Print the full set of records below, character for character and picture-free.

◇ ◇ ◇ ◇ ◇

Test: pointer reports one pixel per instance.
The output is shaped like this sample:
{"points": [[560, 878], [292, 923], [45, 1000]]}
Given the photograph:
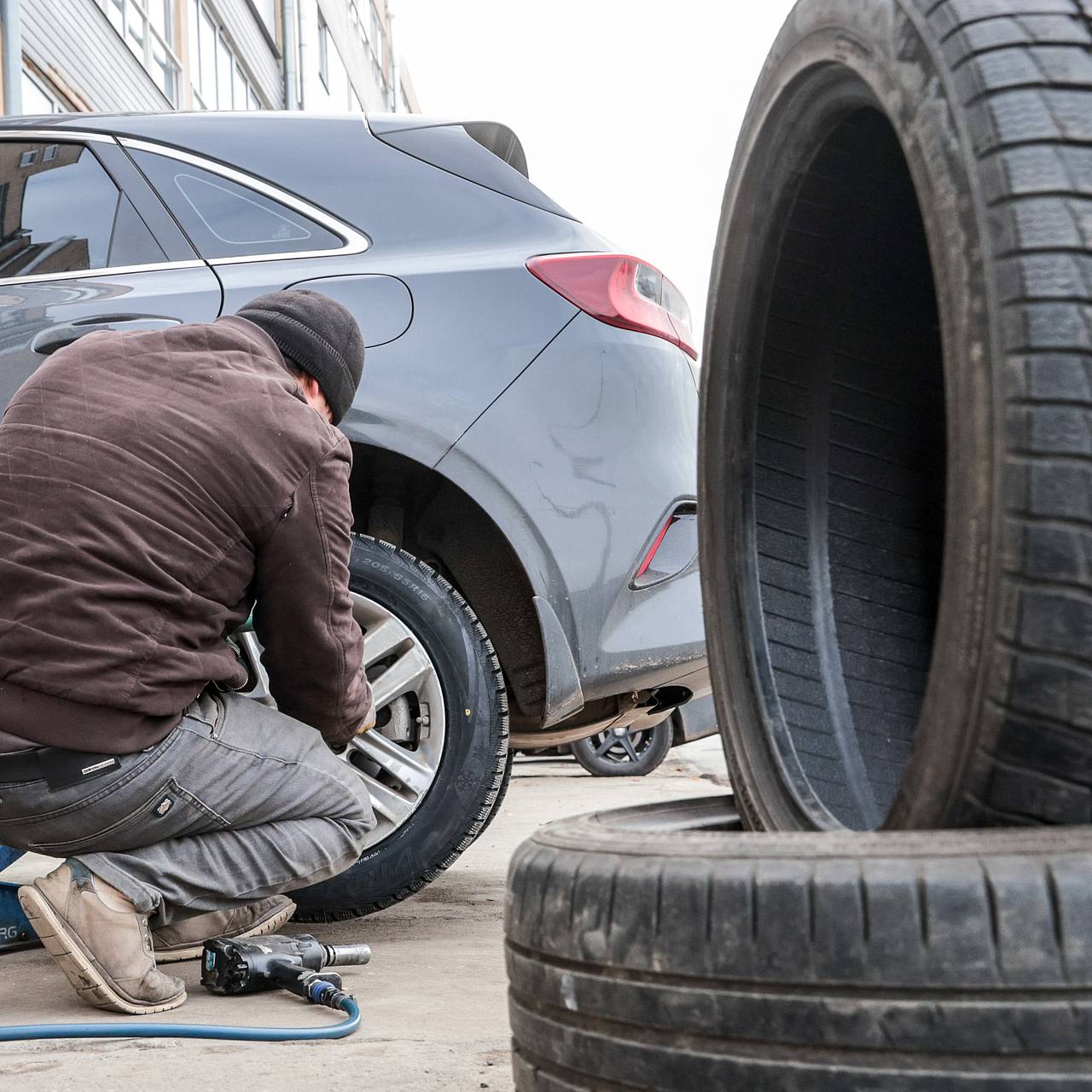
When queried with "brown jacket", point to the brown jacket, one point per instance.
{"points": [[152, 486]]}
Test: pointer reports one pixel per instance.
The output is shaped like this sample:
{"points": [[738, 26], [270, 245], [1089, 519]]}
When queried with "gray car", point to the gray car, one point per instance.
{"points": [[525, 438]]}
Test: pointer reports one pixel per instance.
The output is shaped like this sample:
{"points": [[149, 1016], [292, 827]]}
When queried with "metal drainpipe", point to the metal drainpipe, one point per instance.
{"points": [[288, 26], [394, 71], [12, 55]]}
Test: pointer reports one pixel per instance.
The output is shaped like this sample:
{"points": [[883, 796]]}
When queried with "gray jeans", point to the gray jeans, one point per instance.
{"points": [[238, 803]]}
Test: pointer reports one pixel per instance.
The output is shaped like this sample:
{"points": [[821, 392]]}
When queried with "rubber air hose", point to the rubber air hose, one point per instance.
{"points": [[117, 1029]]}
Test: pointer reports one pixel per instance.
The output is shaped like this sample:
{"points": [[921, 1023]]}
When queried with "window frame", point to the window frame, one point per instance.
{"points": [[94, 148], [323, 53], [174, 69], [212, 32], [355, 241]]}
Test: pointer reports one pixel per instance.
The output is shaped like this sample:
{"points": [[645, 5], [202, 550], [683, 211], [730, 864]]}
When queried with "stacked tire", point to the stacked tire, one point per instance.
{"points": [[897, 560]]}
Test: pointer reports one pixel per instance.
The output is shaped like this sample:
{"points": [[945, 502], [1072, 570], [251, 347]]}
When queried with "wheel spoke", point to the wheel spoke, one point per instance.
{"points": [[381, 640], [402, 764], [401, 676], [386, 802]]}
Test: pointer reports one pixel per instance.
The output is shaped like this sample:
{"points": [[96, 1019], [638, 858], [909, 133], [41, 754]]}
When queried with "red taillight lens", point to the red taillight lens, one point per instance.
{"points": [[620, 291]]}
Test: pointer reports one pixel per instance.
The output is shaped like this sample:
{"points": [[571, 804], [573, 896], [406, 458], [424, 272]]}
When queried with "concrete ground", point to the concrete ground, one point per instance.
{"points": [[435, 1011]]}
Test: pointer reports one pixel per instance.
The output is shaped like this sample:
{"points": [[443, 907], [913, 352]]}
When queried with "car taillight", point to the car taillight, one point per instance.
{"points": [[620, 291]]}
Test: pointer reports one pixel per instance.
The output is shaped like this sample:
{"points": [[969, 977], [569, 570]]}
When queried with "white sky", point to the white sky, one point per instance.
{"points": [[628, 109]]}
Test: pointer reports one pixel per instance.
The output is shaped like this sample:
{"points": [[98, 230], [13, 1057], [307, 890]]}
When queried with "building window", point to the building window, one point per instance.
{"points": [[266, 12], [217, 74], [323, 53], [148, 27], [62, 214], [38, 97]]}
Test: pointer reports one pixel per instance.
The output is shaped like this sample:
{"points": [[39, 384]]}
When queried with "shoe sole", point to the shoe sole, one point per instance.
{"points": [[78, 963], [194, 951]]}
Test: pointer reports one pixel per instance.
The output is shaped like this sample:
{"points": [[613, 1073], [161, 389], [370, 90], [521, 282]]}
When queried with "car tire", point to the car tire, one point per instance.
{"points": [[506, 782], [634, 755], [471, 769], [896, 482], [659, 948]]}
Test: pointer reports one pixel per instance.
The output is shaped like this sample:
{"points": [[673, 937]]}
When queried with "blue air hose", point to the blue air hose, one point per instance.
{"points": [[118, 1029]]}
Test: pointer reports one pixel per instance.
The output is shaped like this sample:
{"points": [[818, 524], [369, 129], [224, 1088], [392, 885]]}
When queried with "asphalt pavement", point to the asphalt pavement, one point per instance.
{"points": [[435, 1010]]}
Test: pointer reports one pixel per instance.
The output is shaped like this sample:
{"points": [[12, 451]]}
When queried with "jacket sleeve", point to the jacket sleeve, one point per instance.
{"points": [[304, 613]]}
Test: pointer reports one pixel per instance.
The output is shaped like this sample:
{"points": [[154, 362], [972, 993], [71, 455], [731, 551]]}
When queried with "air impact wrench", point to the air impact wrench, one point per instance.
{"points": [[293, 963]]}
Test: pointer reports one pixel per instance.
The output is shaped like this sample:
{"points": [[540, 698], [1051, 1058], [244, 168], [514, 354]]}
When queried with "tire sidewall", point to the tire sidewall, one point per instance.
{"points": [[884, 58], [648, 760], [459, 800]]}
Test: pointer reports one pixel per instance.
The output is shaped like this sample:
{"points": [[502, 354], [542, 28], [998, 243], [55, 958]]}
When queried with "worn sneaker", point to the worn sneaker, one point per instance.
{"points": [[106, 954], [186, 939]]}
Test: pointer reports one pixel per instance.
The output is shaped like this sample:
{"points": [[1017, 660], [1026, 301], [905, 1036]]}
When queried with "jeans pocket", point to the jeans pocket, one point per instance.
{"points": [[171, 811], [207, 709]]}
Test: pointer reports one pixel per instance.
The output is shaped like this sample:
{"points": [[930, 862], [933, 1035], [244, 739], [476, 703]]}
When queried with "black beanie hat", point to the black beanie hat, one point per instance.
{"points": [[316, 334]]}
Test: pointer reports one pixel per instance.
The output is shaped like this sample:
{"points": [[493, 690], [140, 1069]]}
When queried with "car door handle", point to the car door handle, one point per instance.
{"points": [[55, 338]]}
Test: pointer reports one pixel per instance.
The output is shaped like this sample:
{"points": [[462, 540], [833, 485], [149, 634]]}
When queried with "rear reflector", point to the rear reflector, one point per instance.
{"points": [[671, 550], [620, 291]]}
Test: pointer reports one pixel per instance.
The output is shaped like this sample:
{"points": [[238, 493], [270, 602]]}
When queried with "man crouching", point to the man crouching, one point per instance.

◇ ◇ ◇ ◇ ◇

Response —
Test: pointer reports one pixel per instance.
The output is shaped like this sample:
{"points": [[560, 878], [292, 923], [45, 1000]]}
Given the photograph:
When queried with "brown jacket", point to the brown jacket, one point per instance.
{"points": [[152, 486]]}
Test: pointer reports one pixel per instance.
The output is shaped like this sample:
{"points": [[738, 26], [270, 245], [1089, 519]]}
When queried with "gray car", point to the gray car, one point per instance.
{"points": [[525, 438]]}
Test: pointer reports one pixel per instance.
The output is shaped like this sample:
{"points": [[149, 1016], [292, 827]]}
When queried with "metal drainpipe", point to the metal drainpipe, one point per instance.
{"points": [[288, 26], [394, 71], [12, 55]]}
Test: pointer reports one pixel per instance.
The output is shaped like this sample:
{"points": [[883, 796]]}
When queried with "gray jeans", point to the gray jeans, one point per instance.
{"points": [[238, 803]]}
Test: pointer reports one pixel per instance.
The output is shaped like this sample:
{"points": [[821, 392]]}
When queried with "rubber air hose", point to the rubber air hose, one point per instance.
{"points": [[117, 1029]]}
Test: pointer reports one pixel per instance.
The output is shaped like this sample:
{"points": [[921, 1023]]}
When queried with "window frame", point to the window frame, one point per instance.
{"points": [[94, 148], [323, 53], [174, 69], [212, 32], [355, 241]]}
Test: pointer reports one pixel per instance.
The output is shaped like this sample:
{"points": [[645, 5], [202, 550], [683, 211], [730, 864]]}
When queried with "stacked tire", point to the stacked tire, one point per instance.
{"points": [[897, 560]]}
Test: pointer reports one pixel per instance.
The output is shaped like this sample:
{"points": [[945, 502], [1072, 570], [251, 347]]}
When queried with "wheel spoke", point to the wheel spoke, one point per instance.
{"points": [[381, 640], [402, 764], [401, 676], [386, 802]]}
Test: pointer reports one pixel per instance.
The output is shaped like this sample:
{"points": [[96, 1019], [638, 858], [909, 133], [41, 754]]}
When queried with "red taillight lens", point to the red taillight lens, one point per instance.
{"points": [[620, 291]]}
Test: pointer reports one pixel per instance.
The output is shaped like this sample:
{"points": [[571, 804], [573, 896], [406, 458], [424, 272]]}
When queried with "concrete ground", point to the concrete ground, one point per instance.
{"points": [[435, 1011]]}
Test: pointer reports one pixel per instance.
The output is shaped like this sample:
{"points": [[443, 907], [913, 352]]}
When queried with "car taillight", point to the car taillight, one point per instance.
{"points": [[620, 291]]}
Test: pointer reports one pixel per instance.
The output is shaped like this sample:
{"points": [[969, 977], [569, 570]]}
When queried with "white sky", point to the white sky, one point per instance.
{"points": [[628, 109]]}
Test: pointer reports one pixel per instance.
The output is shaped like this sample:
{"points": [[98, 230], [13, 1057], [307, 890]]}
When queried with "building window", point to the building window, one point per instance.
{"points": [[266, 12], [217, 74], [323, 53], [148, 27], [62, 214], [38, 97]]}
Test: pointer reports one pixel per instance.
The output is shaped like this sample:
{"points": [[39, 384]]}
When queried with "shoe sole", point to the shoe sole, one point per instance.
{"points": [[78, 963], [194, 951]]}
Test: pointer reports one pixel per instance.
The output is shaped like this sample:
{"points": [[613, 1073], [161, 389], [370, 90], [521, 282]]}
When queried with "car tire", point to the car tire, one point per instance.
{"points": [[506, 782], [634, 755], [471, 769], [896, 482], [659, 948]]}
Test: pointer reports one pixel per instance.
The output is shaped like this sample:
{"points": [[673, 937]]}
When queried with "blue air hose", point to the blue air hose, one point per instance.
{"points": [[118, 1029]]}
Test: pointer reports one pixel per instance.
The output is shaped like this sample:
{"points": [[818, 524], [369, 129], [224, 1088], [392, 885]]}
When queried with "asphalt pavement", point to the asphalt pavement, one point per instance.
{"points": [[435, 1010]]}
Test: pointer reports one pixel per instance.
The output is shaped like this sample:
{"points": [[12, 451]]}
When queried with "jacket sleeve", point to the jacket sleeve, one point per instance.
{"points": [[304, 613]]}
Test: pointer reports one pixel per instance.
The output is shaped like this sample:
{"points": [[154, 362], [972, 993], [71, 455], [731, 551]]}
When queried with "air impact wrench", point to the air impact wrench, one point per instance.
{"points": [[293, 963]]}
Test: pointer reports one pixel per instance.
The output is shaped like this sample:
{"points": [[540, 698], [1051, 1058], [244, 168], [514, 354]]}
When queried with "tire sidewall", point to the tire sidewall, one point per instance.
{"points": [[884, 58], [648, 760], [459, 800]]}
Test: pointer reports one pixel per instance.
The output is shaped like this sample:
{"points": [[502, 354], [542, 28], [998, 243], [55, 958]]}
When queried with "worn sneaker", point to the worn sneaker, one point per instance.
{"points": [[106, 954], [186, 939]]}
Test: pointer reports one pixel per instance.
The output is shaped like this sample:
{"points": [[1017, 660], [1026, 301], [905, 1036]]}
When queried with "jeans pocket", point to the jeans pocket, one point per instance.
{"points": [[171, 811], [207, 709]]}
Test: pointer reports one pixel per instance.
The output is shaped like this sample:
{"points": [[930, 862], [933, 1035], [244, 739], [476, 703]]}
When queried with "black beanie hat", point to the black beanie hat, one point per instance.
{"points": [[316, 334]]}
Test: pointer reports one pixel per instance.
The output is shaped like this sample:
{"points": [[493, 690], [140, 1069]]}
When queried with "car door handle", point to the car door handle, one point per instance.
{"points": [[55, 338]]}
Test: pointer reports one pixel per instance.
The output is shaped like this sample:
{"points": [[462, 540], [833, 485], [149, 634]]}
When queried with "rear reflector", point to the rear reflector, one point per instance.
{"points": [[671, 550], [620, 291]]}
Test: pointer reports one pixel per instance.
The output is shaped like this sample:
{"points": [[238, 493], [270, 602]]}
When queried with "man crouching", point to the man crouching, one point per instance.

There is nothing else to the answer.